• Consigne A: Relevez toutes les personnes désignées par leur nom dans l'article sur l'E.Fan.
• Consigne B: Poursuivez l'article sur l'E.Fan en enchaînant directement après sa dernière phrase.

• Extrait fourni:
· · ·

E.Fan, l’avion 100% électrique
est né à Royan ! Perspective
de commercialisation en 2017

Cet avion 100% électrique, conçu et fabriqué par l’entreprise ACS à Saint-Sulpice de Royan, est l’avion du futur. Supporté par Airbus Group, ce rêve devenu réalité a été porté sur les fonts baptismaux par Francis Deborde et Didier Esteyne. Doté de technologies avant-gardistes qui retiennent l’attention des spécialistes, l’avion présente l’avantage d’être particulièrement discret. Son autonomie de vol, qui n’est que d’une demie-heure, sera améliorée dans les mois à venir. Sa nouvelle version est destinée aux écoles de pilotage. Airbus Group envisage, en effet, la commercialisation d’un biplace pour 2017 conçu comme avion école. Il sera construit dans une usine (à bâtir) à Mérignac en Gironde. 
 Dimanche 12 octobre à Royan, l’Académie de Saintonge a décerné aux concepteurs d’E.Fan le prix de l’innovation (doté par la famille de René Coutant, célèbre pour l’Aquarium de La Rochelle). Le rapport a été présenté par Bernard Mounier, membre de l’Académie et homme de télévision. 



Didier Esteyne, créateur de l’E.Fan :


« j’ai toujours eu une passion fondamentale pour l’aviation » 


• Didier Esteyne, vous êtes le concepteur de l’E.Fan. Comment vous est venue l’idée de cet avion électrique? Etes-vous ingénieur de formation ?

Non, j’ai plutôt un parcours atypique. Je viens des Beaux Arts où j’étais dans l’illustration publicitaire et le dessin technique. Comme j’ai toujours eu une passion fondamentale pour l’aviation, les choses se sont enchaînées, voire combinées. Mon père était pilote dans l’armée de l’air, mais il n’a pas influencé mon choix. Moi-même suis devenu pilote à l’âge de 25 ans. Je cumule à ce jour plus de 3000 heures de vol. Trois ans après avoir obtenu mon brevet, j’ai pris la décison de dessiner, de construire et de faire voler un avion. Au cours de ma carrière, j’ai conçu des aéronefs en France, au Mexique et aux Etats-Unis. Avec E.Fan, j’en suis à mon huitième appareil . A chaque fois, j’ai tiré parti des imperfections des modèles précédents. Le premier a été réalisé en 1983.

Didier Esteyne
• Quels étaient les défauts des sept premiers ?

Attention, tous n’étaient pas des avions électriques. Chaque avion était une nouvelle génération avec des particularités liées à des besoins identifiés. A chaque fois, c’était une évolution. Pour le Cri-Cri, premier quadrimoteur tout électrique créé par Michel Colomban, ingénieur de renom, j’ai mis au point la propulsion électrique avec mes collaborateurs. Avec E.Fan, c’est différent. Je l’ai conçu de a à z avec le concours et l’aide de personnes proches d’Airbus Group et celles d’ACS. Quand cette aventure a commencé à Saint-Sulpice de Royan, nous étions 9 environ. Au départ, il ne s’agissait que d’une part de l’activité de l’entreprise parce que nous n’avions pas de financement. Rapidement, les discussions avec EADS Innovations Works ont conduit à signer un partenariat. E.Fan est devenu une affaire primordiale pour l’entreprise ! C’était le chantier principal parce qu’il fallait construire l’appareil avant le salon du Bourget 2013 et le mettre en vol. Dix-huit personnes ont travaillé à sa « naissance ». C’était intense !

· · ·

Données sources
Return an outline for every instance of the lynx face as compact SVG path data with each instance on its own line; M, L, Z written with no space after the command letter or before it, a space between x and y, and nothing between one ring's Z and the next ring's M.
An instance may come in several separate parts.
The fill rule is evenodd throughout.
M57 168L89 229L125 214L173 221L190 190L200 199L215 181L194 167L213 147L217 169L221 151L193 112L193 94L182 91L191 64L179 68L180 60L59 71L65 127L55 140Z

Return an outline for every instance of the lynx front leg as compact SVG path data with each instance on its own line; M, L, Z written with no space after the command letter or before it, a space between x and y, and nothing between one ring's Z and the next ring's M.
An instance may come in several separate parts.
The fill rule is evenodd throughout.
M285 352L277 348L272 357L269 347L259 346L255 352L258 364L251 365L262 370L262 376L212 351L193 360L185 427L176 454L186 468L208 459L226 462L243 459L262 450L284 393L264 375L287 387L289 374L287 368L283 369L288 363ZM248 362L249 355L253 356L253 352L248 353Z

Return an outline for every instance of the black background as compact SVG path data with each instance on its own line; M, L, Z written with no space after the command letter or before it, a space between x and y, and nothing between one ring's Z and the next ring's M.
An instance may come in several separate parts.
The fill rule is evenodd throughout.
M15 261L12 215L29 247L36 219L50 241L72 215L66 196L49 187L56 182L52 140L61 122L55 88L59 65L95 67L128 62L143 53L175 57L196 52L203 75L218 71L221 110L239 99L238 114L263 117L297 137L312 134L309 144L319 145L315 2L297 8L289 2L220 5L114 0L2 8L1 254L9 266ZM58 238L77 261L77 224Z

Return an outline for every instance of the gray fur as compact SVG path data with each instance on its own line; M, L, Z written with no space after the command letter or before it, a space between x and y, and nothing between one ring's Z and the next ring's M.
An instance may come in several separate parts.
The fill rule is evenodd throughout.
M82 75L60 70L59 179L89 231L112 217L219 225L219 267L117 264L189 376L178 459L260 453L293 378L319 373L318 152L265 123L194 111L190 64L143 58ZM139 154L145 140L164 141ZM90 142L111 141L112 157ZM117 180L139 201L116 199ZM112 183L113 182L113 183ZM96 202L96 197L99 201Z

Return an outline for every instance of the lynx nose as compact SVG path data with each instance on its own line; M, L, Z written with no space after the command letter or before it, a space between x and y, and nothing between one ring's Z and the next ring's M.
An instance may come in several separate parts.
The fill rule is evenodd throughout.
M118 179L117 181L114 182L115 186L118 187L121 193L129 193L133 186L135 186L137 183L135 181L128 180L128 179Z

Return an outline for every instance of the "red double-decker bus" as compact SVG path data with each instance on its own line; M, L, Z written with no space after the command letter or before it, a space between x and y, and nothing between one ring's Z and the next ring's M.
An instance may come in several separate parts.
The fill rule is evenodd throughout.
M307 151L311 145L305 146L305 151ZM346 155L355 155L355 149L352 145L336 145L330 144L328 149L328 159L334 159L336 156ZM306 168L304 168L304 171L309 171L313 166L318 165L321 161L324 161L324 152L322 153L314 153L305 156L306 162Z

· · ·

• Réponse attendue A:
Francis Deborde
Didier Esteyne
René Coutant
Bernard Mounier
Michel Colomban

• Réponse attendue B:
 • Comment E.Fan a-t-il été accueilli au salon du Bourget ?

Très bien et partout ensuite. Il est novateur et porte l’image de notre partenaire, Airbus Group mondialement connu dans le monde de l’aéronautique. • E.Fan fonctionne avec des batteries lithium-polymère. Quels sont ses particularités ? Il est 100% électrique, c’est novateur car il existe très peu d’avions électriques à ce jour. Il est propulsé par des « fans », c’est-à-dire des turbines sèches qu’on appelle des « ducted fan ». C’est le seul au monde à en disposer. La troisième particularité est qu’il dispose d’un roulage électrique, c’est-à-dire que l’avion se déplace au sol grâce à une roue à propulsion électrique. Ces trois caractéristiques sont essentielles. Il est très différent des autres avions électriques. Lorsque nous serons parvenus à obtenir plus d’autonomie, notre objectif est que l’E. Fan puisse servir aux écoles de pilotage. Actuellement, nous sommes sur le développement et les essais en vol d’un prototype qui n’est pas commercialisable en l’état. Mais nous sommes en train de forger l’avenir et écrivons une page d’histoire en quelque sorte puisque l’avion électrique en est à ses prémices…

 • Avez-vous l’impression d’être pionnier de l’aviation comme les premiers pilotes par exemple ?

A titre personnel, je dirai non parce que j’ai beaucoup de respect pour ces hommes qui étaient d’un courage extraordinaire. Quand les premières machines ont volé avec des succès et des accidents malheureusement, ils partaient dans l’inconnu. Nous, nous appartenons à une époque où nous disposons des connaissances et des travaux réalisés antérieurement. Nous ne sommes donc pas des pionniers ! Là où nous sommes inventeurs, inventifs et créatifs, c’est que nous utilisons les données disponibles pour les transformer et travailler sur d’autres modes de propulsion.

• Comment se pilote un avion électrique ? Est-il différent d’un avion normal ?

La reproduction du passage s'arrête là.